What you need to do: Take everything from the line with "input: woman in tan jacket -> output: bbox" down to the end of the records and swap "tan" for "beige". Return only those lines, with nothing else changed.

[Start]

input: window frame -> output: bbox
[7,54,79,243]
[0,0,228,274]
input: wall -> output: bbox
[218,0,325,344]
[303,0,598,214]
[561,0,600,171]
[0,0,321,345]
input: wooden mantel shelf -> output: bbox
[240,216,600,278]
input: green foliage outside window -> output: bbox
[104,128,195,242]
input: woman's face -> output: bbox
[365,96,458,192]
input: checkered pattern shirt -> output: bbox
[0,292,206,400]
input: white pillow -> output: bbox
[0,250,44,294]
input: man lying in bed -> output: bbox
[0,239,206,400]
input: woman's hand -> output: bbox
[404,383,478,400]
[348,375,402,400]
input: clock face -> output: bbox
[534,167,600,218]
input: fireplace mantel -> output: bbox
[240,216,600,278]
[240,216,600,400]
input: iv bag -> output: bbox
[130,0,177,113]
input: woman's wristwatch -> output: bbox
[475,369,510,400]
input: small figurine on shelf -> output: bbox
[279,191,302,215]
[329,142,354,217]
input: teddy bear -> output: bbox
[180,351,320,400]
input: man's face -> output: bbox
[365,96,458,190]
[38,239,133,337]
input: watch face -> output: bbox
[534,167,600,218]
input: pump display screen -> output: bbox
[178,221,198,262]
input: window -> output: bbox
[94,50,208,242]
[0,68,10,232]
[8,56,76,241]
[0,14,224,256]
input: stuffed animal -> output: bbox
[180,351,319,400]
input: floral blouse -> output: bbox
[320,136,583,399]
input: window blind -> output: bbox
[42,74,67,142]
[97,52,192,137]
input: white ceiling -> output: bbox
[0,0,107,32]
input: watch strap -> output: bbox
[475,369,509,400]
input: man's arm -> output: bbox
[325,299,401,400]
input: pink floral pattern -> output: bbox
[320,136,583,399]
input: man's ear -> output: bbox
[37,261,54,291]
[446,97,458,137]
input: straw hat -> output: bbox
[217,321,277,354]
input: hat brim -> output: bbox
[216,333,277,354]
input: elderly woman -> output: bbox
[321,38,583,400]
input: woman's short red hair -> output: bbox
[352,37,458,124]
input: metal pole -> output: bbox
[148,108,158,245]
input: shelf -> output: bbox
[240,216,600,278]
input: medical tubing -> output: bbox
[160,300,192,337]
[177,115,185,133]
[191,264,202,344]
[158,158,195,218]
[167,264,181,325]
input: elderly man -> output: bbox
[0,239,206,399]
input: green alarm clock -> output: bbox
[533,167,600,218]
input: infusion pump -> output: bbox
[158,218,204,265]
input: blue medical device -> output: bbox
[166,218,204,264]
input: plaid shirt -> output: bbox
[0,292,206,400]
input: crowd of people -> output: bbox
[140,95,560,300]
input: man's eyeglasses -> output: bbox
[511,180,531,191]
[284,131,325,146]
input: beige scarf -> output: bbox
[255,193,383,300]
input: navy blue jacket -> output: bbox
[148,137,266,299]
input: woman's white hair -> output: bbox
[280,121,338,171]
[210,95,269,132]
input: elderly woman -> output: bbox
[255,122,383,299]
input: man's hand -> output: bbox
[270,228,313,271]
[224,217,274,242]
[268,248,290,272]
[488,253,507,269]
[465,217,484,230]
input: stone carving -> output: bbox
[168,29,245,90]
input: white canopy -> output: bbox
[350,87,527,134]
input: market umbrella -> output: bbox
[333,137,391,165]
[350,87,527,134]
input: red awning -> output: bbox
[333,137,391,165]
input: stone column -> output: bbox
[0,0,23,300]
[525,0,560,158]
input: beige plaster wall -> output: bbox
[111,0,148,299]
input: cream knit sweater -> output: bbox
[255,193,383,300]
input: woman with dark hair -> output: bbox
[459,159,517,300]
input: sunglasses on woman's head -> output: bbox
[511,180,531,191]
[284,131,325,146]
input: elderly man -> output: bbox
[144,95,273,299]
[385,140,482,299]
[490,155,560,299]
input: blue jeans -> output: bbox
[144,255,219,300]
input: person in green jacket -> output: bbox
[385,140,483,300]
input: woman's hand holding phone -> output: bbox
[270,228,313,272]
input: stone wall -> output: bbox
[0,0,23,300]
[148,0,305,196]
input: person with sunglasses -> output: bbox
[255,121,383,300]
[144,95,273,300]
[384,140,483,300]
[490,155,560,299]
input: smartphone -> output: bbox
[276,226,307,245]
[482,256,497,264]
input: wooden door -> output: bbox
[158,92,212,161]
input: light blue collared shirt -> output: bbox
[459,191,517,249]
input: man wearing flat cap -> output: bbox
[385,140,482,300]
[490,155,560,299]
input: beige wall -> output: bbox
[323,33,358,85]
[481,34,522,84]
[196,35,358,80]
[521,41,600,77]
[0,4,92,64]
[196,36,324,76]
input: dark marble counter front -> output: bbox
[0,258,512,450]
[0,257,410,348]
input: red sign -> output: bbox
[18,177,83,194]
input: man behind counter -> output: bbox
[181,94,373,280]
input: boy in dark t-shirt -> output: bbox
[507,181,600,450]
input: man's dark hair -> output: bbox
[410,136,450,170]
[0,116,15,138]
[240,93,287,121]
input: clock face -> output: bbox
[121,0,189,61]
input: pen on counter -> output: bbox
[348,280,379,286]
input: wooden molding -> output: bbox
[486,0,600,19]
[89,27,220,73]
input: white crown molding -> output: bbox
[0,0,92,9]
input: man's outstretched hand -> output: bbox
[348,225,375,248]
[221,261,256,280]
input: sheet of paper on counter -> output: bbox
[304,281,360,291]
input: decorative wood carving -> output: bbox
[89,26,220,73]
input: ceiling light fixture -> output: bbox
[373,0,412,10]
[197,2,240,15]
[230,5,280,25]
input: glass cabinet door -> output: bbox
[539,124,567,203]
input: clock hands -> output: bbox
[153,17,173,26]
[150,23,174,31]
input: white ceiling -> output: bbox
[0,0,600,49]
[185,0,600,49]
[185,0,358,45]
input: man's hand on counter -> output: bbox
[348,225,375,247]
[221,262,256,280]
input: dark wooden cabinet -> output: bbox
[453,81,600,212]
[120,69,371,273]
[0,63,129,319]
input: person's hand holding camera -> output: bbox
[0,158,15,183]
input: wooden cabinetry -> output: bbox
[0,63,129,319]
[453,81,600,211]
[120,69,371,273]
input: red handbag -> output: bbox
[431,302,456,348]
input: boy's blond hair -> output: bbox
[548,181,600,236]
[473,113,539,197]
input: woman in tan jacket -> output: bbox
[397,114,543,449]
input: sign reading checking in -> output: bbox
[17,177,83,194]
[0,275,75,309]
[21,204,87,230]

[End]

Expected answer:
input: woman in beige jacket -> output: bbox
[397,114,543,449]
input: sign reading checking in -> output: bbox
[17,177,83,194]
[0,275,75,309]
[21,204,87,230]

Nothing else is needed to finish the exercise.